## [Breve compito]
Puoi riprodurre fedelmente, dal brano sulle scuole del Padre Fondatore, il tratto che va da "Sentendo ciò il" fino a "loro lo piangeva.", quest'ultimo incluso?

Si comprova anco questo con alcune lettere scritte da Napoli dal Venerabil P. dell’Anno 1626, al P.Jacomo di S.Paulo, che li dice che finiva la terzana di Messer Ventura Sarafellini che li facesse dar satisf.ne come si pul vedere nel libro delle lettere raccolte da me.
123.Dell’Anno 1650 mi raccontò Messer Bonaventura Sarafellini, pche sempre l’andavo dimandando delle cose successe al nostro Padre, fra l’altre cose mi disse, che mentre stavano le scuole al Palazzo incontro la Chiesa di S.Pantaleo p. andar alla Piazza di Pasquino, vi erano da dieci scuole, la pma delle quali faceva il P.Gasparo Dragonetti da Lentino in Sicilia, et haveva un grand.mo numero di scolari; l’Abbaco e scrivere lo faceva il P.Fundatore con l’aiuto del Serafellini, il quale a quel tempo stava in Casa, e non haveva moglie. L’altre scuole li facevano altri, chi pagati, e chi viveva in comunità con quella povertà, che poteva havere il P.Fundatore, e quando non haveva le cose necessarie, faceva qualche debito p. poi pagarlo quando Dio provedeva.
124.Una matina mentre il P.Prefetto stava avanti la scuola dando lettione d’Abbaco passarono alcuni scolari del P.Gasparo e domandati dal P. dove andavano, li risposero che il P. l’haveva licenziati, e non voleva far più scuola, et a poco a poco andavano tutti via.
Sentendo ciò il P. fece entrar tutti li scolari del P.Gasparo alla sua scuola con ordine che nessuno partisse che saria stato peso suo, che tornassero a Scuola.
Se n’andò lui alla scuola del P.Gasparo, e lo dimandò, che novità era quella, che haveva mandati e licenziati via i suoi scolari con scandalo grande di non solo loro mà di tutta Roma, li dica pure liberamente la Causa, che lui haveria rimediato a qualsivoglia disordine, che vi potesse essere; il che non credeva per che sapeva benissimo che tutti l’honoravano non solo come è Maestro, ma come è Padre, che tale ognuno di loro lo piangeva.
125.Al che il P.Gasparo liberamente li disse: P.Prefetto, i debiti crescono e stiamo con tanta Povertà che a mè non basta più l’animo di far più scuola, e però l’ho licenziati e penso ritirarmi. Modicae fidei, li rispose il Padre, quest’è la parola che havete dato alla Madonna Santissima quando venisti a servirla, mi maraviglio non poco di voi. Che cosa vi è mancato, che la Beata Vergine non habia provisto abbondantemente? Se vi son debiti le si l’ha da pagare et Io vi prometto da parte sua. Attendete pure, che vedrete miracoli.

## [Elenco grezzo]
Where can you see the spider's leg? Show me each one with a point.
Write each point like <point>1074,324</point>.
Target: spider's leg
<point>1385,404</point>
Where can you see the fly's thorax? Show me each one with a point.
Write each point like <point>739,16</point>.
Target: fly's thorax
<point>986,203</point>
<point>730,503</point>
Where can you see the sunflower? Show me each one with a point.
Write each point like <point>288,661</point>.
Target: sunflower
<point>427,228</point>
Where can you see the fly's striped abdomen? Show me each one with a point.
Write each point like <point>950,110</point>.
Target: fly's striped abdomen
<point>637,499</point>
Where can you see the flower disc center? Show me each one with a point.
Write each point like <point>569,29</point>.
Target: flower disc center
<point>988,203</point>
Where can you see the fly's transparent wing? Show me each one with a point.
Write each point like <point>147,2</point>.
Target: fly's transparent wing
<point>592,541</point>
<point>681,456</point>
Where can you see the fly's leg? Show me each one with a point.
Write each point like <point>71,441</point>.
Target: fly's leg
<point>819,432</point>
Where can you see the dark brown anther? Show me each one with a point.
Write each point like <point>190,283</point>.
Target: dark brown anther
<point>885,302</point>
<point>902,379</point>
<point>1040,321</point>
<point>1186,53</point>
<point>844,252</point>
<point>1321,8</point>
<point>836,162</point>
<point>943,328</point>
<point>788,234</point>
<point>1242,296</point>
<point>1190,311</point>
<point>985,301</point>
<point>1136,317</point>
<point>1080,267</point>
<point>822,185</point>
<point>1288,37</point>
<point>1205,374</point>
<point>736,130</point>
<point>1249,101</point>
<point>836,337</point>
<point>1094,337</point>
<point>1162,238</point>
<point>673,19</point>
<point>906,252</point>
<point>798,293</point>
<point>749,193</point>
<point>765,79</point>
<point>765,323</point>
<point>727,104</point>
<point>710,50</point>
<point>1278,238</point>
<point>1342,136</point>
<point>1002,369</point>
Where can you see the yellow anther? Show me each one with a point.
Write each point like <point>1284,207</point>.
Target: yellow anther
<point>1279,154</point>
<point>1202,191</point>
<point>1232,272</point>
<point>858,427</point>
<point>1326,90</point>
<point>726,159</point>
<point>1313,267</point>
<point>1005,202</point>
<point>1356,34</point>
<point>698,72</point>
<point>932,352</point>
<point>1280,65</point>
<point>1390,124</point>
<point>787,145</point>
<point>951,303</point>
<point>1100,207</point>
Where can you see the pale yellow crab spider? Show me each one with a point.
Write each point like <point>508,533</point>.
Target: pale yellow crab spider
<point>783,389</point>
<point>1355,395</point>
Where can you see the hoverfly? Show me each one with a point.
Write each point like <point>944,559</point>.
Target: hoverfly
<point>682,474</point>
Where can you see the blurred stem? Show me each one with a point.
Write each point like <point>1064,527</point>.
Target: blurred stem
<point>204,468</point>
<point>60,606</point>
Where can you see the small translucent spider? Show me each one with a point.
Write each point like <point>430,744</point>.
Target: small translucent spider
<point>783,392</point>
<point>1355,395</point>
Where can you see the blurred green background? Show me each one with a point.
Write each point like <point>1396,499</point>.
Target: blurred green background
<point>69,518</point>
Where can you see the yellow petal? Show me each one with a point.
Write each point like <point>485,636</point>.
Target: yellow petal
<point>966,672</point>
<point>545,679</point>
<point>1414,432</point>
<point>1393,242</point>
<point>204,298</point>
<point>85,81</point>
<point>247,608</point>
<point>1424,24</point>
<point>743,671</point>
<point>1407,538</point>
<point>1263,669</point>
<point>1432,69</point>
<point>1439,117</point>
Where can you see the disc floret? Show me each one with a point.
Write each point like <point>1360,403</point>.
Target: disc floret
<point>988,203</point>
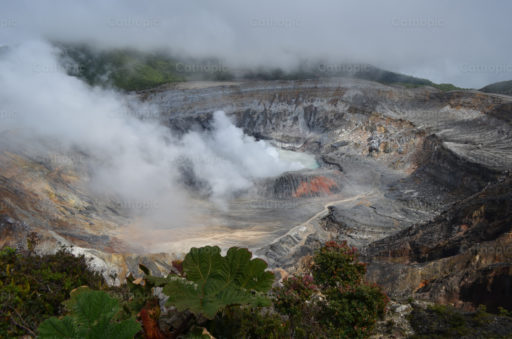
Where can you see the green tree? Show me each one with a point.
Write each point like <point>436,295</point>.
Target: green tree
<point>92,315</point>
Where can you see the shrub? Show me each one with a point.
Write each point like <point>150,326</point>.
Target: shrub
<point>32,287</point>
<point>335,302</point>
<point>92,315</point>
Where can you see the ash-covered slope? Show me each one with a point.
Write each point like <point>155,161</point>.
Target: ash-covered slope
<point>463,256</point>
<point>388,158</point>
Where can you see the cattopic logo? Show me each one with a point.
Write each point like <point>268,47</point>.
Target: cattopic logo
<point>275,23</point>
<point>486,68</point>
<point>7,23</point>
<point>420,22</point>
<point>63,159</point>
<point>7,115</point>
<point>200,68</point>
<point>73,69</point>
<point>343,68</point>
<point>133,22</point>
<point>497,249</point>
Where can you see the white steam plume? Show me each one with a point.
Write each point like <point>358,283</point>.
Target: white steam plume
<point>134,159</point>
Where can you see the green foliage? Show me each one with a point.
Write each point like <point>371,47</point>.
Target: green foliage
<point>212,282</point>
<point>337,265</point>
<point>32,287</point>
<point>336,302</point>
<point>125,69</point>
<point>333,302</point>
<point>92,315</point>
<point>249,323</point>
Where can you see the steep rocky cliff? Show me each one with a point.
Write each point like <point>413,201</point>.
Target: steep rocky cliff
<point>388,159</point>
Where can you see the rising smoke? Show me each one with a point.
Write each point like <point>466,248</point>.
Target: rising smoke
<point>137,160</point>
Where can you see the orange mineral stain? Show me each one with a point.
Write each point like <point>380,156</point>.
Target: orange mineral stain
<point>316,185</point>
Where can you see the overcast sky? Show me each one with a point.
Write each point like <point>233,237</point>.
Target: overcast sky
<point>464,42</point>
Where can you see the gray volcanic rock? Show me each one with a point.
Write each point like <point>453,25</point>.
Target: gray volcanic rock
<point>389,158</point>
<point>463,256</point>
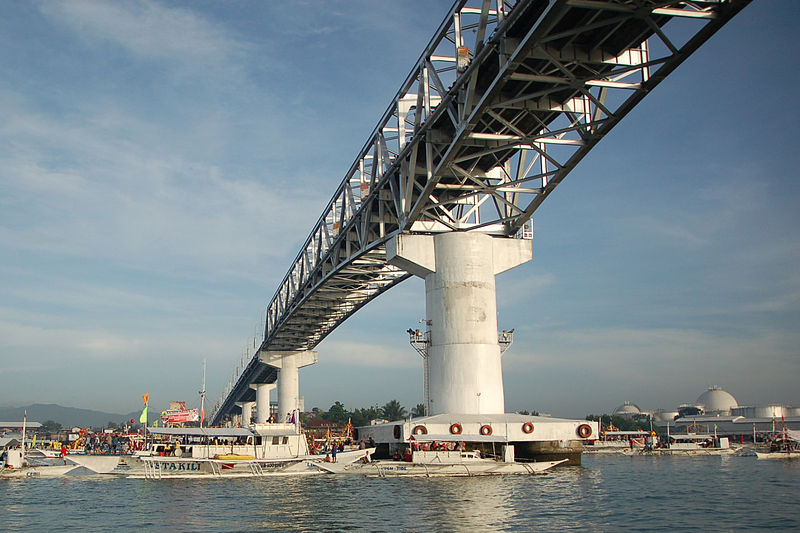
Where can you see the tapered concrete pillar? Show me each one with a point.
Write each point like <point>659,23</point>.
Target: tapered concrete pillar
<point>247,410</point>
<point>288,364</point>
<point>464,362</point>
<point>262,401</point>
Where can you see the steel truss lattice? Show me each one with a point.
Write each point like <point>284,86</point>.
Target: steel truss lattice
<point>504,102</point>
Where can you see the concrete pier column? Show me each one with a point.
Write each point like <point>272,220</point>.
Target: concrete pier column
<point>262,400</point>
<point>464,362</point>
<point>288,364</point>
<point>247,410</point>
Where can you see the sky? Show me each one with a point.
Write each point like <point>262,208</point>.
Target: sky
<point>161,164</point>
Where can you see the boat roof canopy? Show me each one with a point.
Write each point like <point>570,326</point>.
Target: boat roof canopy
<point>202,432</point>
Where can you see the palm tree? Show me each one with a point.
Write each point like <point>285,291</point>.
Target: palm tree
<point>394,411</point>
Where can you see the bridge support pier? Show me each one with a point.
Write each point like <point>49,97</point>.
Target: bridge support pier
<point>262,401</point>
<point>464,362</point>
<point>247,410</point>
<point>288,364</point>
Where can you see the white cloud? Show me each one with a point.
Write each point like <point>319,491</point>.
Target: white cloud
<point>148,30</point>
<point>367,355</point>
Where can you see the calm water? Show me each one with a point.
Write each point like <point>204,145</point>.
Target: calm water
<point>605,494</point>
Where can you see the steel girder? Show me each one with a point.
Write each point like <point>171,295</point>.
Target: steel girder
<point>503,103</point>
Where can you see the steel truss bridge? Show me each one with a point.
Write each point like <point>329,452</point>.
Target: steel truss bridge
<point>505,100</point>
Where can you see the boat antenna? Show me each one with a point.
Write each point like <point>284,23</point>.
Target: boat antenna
<point>203,396</point>
<point>24,424</point>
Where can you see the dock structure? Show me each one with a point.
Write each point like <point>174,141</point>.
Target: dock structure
<point>505,100</point>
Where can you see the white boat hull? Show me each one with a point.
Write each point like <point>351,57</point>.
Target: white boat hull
<point>778,455</point>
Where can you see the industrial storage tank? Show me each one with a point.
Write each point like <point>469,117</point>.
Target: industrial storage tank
<point>662,415</point>
<point>717,401</point>
<point>768,411</point>
<point>627,409</point>
<point>747,412</point>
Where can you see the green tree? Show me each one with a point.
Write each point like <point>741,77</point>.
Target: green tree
<point>50,426</point>
<point>394,411</point>
<point>337,414</point>
<point>363,416</point>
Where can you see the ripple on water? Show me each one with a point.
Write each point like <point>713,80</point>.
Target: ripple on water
<point>606,493</point>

## [Risposta al compito]
Sentendo ciò il P. fece entrar tutti li scolari del P.Gasparo alla sua scuola con ordine che nessuno partisse che saria stato peso suo, che tornassero a Scuola.
Se n’andò lui alla scuola del P.Gasparo, e lo dimandò, che novità era quella, che haveva mandati e licenziati via i suoi scolari con scandalo grande di non solo loro mà di tutta Roma, li dica pure liberamente la Causa, che lui haveria rimediato a qualsivoglia disordine, che vi potesse essere; il che non credeva per che sapeva benissimo che tutti l’honoravano non solo come è Maestro, ma come è Padre, che tale ognuno di loro lo piangeva.